Object position labeling entries:
━━━

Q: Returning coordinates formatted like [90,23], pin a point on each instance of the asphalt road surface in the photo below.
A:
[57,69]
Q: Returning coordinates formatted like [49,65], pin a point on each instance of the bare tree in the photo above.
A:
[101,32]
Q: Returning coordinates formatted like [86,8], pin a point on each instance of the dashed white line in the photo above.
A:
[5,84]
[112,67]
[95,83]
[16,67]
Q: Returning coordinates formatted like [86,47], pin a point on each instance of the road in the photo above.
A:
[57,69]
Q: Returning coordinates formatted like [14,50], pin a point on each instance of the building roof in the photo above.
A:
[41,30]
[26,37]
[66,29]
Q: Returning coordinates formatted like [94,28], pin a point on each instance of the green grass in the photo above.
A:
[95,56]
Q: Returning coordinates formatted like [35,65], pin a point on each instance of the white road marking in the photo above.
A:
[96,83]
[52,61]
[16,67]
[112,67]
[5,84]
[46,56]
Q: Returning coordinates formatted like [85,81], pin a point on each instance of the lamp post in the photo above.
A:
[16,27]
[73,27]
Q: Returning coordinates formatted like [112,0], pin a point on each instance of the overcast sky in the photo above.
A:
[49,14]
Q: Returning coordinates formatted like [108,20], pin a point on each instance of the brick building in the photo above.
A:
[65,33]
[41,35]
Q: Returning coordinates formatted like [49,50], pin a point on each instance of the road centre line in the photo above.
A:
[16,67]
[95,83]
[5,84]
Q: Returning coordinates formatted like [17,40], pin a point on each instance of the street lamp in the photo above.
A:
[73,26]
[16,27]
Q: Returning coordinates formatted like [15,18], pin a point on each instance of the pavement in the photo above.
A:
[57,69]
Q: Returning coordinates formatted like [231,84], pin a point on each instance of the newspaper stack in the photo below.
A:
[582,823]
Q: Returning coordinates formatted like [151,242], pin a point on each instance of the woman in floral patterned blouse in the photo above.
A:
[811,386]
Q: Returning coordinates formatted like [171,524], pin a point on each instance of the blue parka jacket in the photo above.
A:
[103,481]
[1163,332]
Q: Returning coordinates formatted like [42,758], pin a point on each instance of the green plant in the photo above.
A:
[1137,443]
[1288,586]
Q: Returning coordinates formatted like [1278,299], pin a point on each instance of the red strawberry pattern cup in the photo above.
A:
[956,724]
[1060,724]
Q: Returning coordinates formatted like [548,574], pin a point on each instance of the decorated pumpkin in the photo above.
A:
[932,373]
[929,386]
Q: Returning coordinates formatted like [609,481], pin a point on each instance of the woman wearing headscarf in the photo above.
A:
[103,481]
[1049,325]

━━━

WHAT NEEDS TO BE DONE: Reproduce the data word for word, beginning with the line that contains "Q: Returning coordinates formatted like [609,481], pin" and continuing through the last line of the data.

ANSWER TO THE TASK:
Q: Returning coordinates formatted like [609,481], pin a point on each instance of the woman wearing headscarf in the photo above.
A:
[103,481]
[1049,325]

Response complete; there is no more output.